_Stated exercise_
In the items below, take only the lines from the line with "Can you help me out? I need the minaret spire" to the line with "207;103;293;156", including both. Format them as a JSON list of strings with one string per line, and leave out any blank lines.

_Dataset excerpts_

+-------+

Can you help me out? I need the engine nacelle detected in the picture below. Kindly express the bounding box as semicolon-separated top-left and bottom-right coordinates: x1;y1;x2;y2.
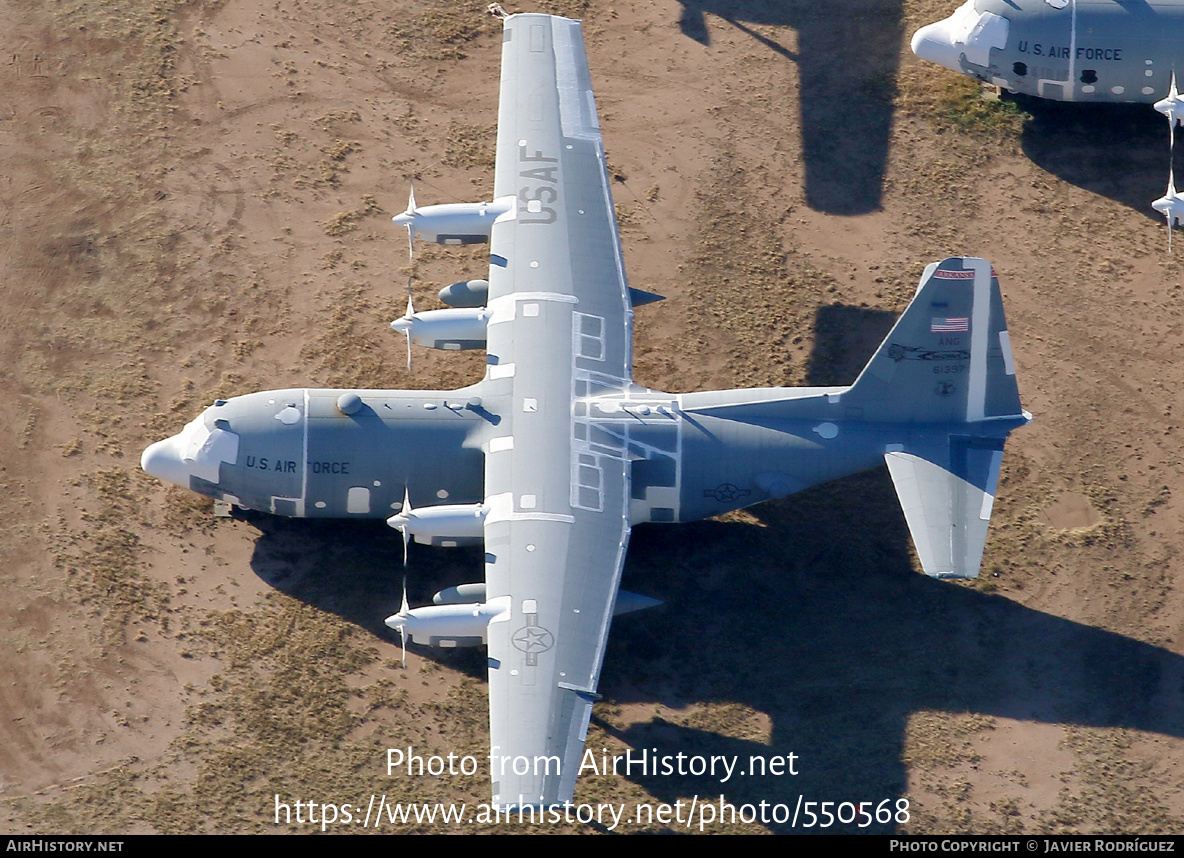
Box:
386;503;489;546
391;196;516;244
432;583;662;617
386;596;510;647
439;280;489;307
391;308;489;350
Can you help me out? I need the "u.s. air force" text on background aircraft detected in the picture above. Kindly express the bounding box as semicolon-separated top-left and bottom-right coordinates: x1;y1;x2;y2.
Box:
142;14;1029;807
912;0;1184;234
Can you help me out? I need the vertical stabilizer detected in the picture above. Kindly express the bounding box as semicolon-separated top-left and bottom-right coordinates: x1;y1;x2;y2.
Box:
843;258;1023;422
843;259;1029;578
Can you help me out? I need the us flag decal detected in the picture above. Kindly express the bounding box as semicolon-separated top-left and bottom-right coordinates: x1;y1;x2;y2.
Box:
929;316;970;334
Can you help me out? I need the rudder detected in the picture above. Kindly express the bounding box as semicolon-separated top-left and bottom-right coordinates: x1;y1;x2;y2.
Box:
843;257;1023;422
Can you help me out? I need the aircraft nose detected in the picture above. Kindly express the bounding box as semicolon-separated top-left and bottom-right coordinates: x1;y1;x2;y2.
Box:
140;436;192;489
909;21;961;71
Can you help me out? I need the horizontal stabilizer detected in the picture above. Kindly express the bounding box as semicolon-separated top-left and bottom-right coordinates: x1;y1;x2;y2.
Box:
884;436;1003;578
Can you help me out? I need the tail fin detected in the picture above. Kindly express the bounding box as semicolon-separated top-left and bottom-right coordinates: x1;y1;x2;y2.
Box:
857;259;1030;578
843;258;1023;424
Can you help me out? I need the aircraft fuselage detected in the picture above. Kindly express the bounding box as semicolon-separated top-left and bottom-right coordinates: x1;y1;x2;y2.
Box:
142;383;1010;527
912;0;1184;104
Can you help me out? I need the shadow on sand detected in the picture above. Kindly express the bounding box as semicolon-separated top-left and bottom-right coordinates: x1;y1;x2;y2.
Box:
678;0;903;215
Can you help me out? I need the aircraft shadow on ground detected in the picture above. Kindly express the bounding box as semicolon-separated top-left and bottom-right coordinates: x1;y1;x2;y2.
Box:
1005;96;1184;222
251;305;1184;833
678;0;903;215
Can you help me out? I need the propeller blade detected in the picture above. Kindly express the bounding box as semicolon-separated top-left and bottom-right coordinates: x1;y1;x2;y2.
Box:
391;181;417;263
391;277;416;373
399;485;411;565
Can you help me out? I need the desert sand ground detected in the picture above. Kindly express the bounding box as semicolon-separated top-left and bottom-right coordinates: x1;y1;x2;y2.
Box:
0;0;1184;833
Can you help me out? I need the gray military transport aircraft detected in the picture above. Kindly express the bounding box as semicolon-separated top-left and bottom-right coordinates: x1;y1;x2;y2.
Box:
912;0;1184;234
141;14;1030;807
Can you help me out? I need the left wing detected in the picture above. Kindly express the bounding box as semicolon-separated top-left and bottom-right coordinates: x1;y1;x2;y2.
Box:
483;14;632;806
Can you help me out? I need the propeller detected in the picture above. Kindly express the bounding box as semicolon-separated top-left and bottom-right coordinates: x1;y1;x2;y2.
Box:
1156;71;1184;143
391;278;416;373
386;486;413;569
386;575;411;667
1151;168;1184;253
391;181;418;262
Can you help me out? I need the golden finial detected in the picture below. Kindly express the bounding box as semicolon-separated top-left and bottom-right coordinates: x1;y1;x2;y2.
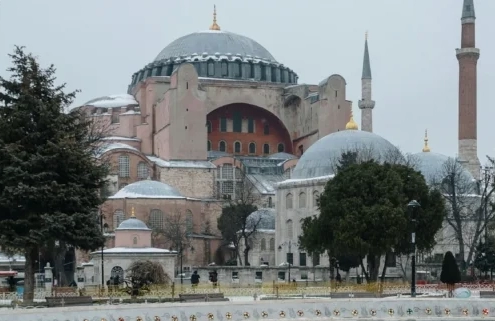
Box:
423;129;430;153
345;105;359;130
210;5;220;30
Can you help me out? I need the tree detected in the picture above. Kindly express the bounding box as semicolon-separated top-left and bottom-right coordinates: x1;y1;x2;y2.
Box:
217;171;261;266
299;161;444;281
432;157;495;273
0;47;108;302
440;251;461;296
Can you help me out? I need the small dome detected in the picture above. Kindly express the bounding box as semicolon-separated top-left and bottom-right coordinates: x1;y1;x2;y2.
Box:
412;152;474;184
116;217;150;231
109;180;184;199
291;130;400;179
246;208;276;230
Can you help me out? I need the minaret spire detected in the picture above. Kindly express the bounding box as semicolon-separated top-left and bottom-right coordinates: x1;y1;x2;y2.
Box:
358;32;375;132
456;0;480;178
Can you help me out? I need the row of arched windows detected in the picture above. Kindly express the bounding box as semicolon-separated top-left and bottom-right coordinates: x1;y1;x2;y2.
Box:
119;155;150;179
285;191;320;209
207;140;285;155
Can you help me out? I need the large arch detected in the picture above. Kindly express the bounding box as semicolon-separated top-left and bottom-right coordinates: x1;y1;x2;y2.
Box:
207;103;293;156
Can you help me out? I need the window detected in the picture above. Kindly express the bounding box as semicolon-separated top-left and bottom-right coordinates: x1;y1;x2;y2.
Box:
263;144;270;155
285;193;292;209
263;124;270;135
299;253;306;266
248;118;254;133
138;162;150;179
234;142;241;153
299;192;306;208
220;117;227;133
186;210;194;233
149;209;164;230
249;143;256;154
287;220;294;239
119;155;131;177
232;111;242;133
113;210;125;230
260;239;266;251
218;140;227;152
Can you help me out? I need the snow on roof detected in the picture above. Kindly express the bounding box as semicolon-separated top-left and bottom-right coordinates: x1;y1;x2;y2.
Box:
147;156;217;168
84;94;139;108
91;247;177;254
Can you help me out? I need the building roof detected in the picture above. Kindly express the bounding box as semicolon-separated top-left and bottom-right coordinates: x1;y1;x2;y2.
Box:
109;180;184;199
291;130;399;179
155;30;276;62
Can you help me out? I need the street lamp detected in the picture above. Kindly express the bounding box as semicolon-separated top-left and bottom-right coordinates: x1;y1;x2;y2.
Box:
407;200;421;298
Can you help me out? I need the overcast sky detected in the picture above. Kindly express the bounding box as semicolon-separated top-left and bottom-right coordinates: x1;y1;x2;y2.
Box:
0;0;495;163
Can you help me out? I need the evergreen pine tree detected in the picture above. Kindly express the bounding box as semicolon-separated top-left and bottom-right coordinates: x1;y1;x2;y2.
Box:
0;47;107;302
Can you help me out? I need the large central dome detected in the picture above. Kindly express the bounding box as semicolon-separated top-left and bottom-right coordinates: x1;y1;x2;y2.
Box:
155;30;276;62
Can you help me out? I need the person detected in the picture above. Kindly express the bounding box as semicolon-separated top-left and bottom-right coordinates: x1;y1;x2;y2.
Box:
191;271;199;286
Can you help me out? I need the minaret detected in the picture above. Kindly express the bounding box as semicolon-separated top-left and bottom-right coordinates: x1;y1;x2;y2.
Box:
456;0;480;178
358;32;375;132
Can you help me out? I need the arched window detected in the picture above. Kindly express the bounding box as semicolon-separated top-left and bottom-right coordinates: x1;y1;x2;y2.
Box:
313;191;320;207
149;209;164;230
285;193;292;209
113;210;125;230
299;192;306;208
263;144;270;154
249;143;256;154
287;220;294;239
218;140;227;152
186;210;194;233
138;162;150;179
263;124;270;135
234;142;241;153
119;155;131;177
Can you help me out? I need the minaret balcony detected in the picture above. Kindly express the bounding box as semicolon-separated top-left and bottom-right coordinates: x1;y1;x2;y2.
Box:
358;99;375;109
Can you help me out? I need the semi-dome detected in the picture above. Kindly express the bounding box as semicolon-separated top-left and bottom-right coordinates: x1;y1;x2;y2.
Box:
246;208;276;230
109;179;184;199
291;130;400;179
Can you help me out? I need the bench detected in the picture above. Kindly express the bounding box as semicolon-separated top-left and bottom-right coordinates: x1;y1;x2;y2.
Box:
330;292;380;299
45;296;93;308
179;293;229;302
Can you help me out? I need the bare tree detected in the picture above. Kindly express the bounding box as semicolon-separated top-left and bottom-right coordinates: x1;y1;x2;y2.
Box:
434;158;495;270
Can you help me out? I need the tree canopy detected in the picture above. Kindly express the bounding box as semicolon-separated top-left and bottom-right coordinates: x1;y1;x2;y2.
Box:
0;47;107;302
299;155;445;280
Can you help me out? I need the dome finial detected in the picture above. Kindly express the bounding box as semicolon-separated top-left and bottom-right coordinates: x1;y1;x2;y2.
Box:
210;5;220;30
423;129;430;153
345;105;359;130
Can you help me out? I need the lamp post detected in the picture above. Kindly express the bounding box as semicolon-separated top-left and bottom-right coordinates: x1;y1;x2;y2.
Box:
407;200;421;298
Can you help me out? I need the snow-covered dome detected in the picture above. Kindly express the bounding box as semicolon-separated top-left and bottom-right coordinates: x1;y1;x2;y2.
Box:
155;30;276;62
291;129;400;179
109;180;184;199
246;208;276;230
116;216;150;231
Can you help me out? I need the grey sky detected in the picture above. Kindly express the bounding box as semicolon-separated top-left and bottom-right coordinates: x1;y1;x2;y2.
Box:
0;0;495;163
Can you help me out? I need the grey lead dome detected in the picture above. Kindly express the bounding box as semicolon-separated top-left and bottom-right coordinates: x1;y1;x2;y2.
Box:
291;130;399;179
155;30;276;62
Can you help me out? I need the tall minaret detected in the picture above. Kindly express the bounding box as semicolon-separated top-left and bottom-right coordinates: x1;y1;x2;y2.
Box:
456;0;480;178
358;32;375;132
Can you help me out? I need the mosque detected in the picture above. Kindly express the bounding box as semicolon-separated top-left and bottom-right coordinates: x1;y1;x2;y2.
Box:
74;0;480;280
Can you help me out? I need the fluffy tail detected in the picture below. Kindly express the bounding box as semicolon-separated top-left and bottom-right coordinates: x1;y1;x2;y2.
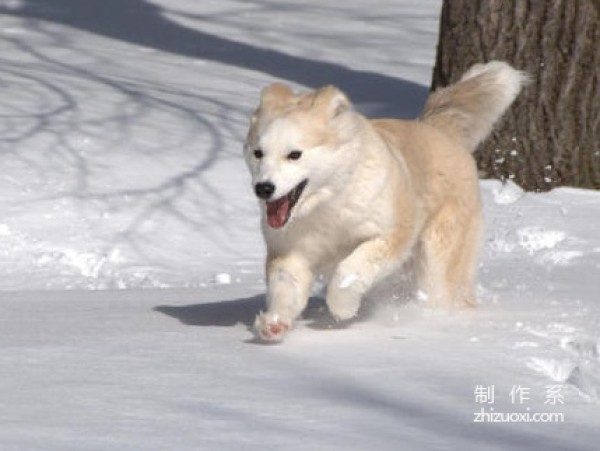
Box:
421;61;528;152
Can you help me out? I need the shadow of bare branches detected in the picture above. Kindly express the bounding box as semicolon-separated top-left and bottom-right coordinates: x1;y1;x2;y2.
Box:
0;0;427;288
0;0;428;117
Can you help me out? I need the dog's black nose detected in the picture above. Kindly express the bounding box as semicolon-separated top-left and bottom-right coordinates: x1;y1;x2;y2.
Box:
254;182;275;200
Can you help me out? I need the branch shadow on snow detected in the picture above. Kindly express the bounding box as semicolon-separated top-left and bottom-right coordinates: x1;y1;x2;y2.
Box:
0;0;429;118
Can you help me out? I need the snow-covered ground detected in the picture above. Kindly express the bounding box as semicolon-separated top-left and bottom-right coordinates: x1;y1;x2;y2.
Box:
0;0;600;450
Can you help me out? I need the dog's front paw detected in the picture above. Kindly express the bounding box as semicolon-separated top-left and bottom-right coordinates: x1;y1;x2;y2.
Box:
254;312;291;341
326;290;361;321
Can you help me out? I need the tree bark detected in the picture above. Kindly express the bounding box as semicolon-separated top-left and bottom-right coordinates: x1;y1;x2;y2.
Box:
432;0;600;191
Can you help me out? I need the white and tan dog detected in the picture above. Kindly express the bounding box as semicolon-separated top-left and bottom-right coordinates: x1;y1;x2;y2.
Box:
244;61;526;340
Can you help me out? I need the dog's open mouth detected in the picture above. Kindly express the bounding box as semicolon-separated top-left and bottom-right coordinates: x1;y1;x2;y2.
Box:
267;180;308;229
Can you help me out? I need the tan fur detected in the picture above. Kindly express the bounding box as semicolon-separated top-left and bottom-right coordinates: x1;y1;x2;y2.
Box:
245;62;524;340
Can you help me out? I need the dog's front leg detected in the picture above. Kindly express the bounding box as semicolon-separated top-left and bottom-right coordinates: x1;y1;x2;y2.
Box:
327;234;410;320
254;256;314;341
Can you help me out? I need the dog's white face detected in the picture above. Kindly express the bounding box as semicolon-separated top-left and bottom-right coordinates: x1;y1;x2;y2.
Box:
244;84;358;229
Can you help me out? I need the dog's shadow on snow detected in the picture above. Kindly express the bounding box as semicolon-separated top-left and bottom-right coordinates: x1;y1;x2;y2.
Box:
154;295;364;336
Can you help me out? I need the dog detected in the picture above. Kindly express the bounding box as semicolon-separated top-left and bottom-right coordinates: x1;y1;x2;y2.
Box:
244;61;527;341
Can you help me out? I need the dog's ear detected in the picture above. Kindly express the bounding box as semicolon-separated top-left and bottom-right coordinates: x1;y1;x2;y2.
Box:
259;83;294;111
313;85;352;118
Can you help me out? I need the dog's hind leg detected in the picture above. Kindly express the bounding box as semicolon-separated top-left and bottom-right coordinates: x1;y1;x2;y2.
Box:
254;256;314;341
418;205;483;307
326;229;412;320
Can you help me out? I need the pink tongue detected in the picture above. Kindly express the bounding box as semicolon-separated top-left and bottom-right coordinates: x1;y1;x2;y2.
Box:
267;196;290;229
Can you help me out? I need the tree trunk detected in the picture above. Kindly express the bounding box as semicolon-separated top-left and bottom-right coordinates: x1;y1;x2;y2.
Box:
432;0;600;191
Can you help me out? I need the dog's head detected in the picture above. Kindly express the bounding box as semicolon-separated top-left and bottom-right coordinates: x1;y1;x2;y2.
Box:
244;84;358;229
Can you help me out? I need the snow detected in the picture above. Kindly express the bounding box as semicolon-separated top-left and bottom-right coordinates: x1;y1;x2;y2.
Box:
0;0;600;450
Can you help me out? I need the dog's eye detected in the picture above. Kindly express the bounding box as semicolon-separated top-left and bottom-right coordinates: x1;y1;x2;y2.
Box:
288;150;302;160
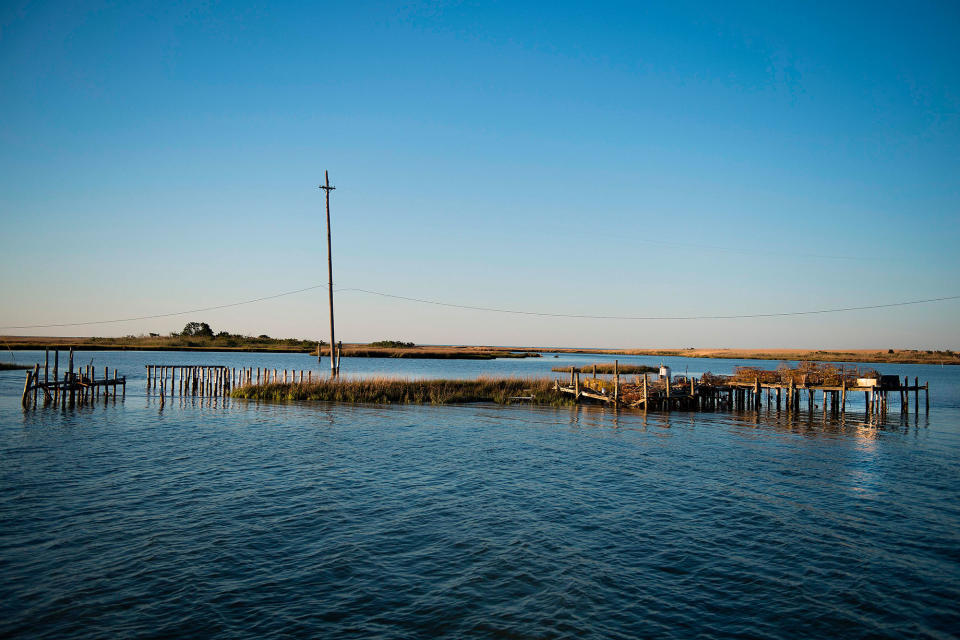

+-------+

_Answer below_
[
  "Can you help me out? I need the minaret spire detected in the picture above. Kindly express the bounding box as semicolon-separated top-left and bottom-right coordinates: x1;y1;x2;y2.",
  "Box:",
  "358;32;375;132",
  "456;0;480;178",
  "Can you help me out? I need the row of arched windows detected in the picture above. Kindly express the bounding box as semicolon-separated top-left and bottom-right coordinates: x1;y1;x2;y2.",
  "Box:",
  "119;155;150;179",
  "285;191;320;209",
  "207;140;285;155",
  "Can you help me out? I need the large arch detected in the picture above. Kindly express the bounding box as semicolon-separated top-left and bottom-right coordinates: x1;y1;x2;y2.",
  "Box:",
  "207;103;293;156"
]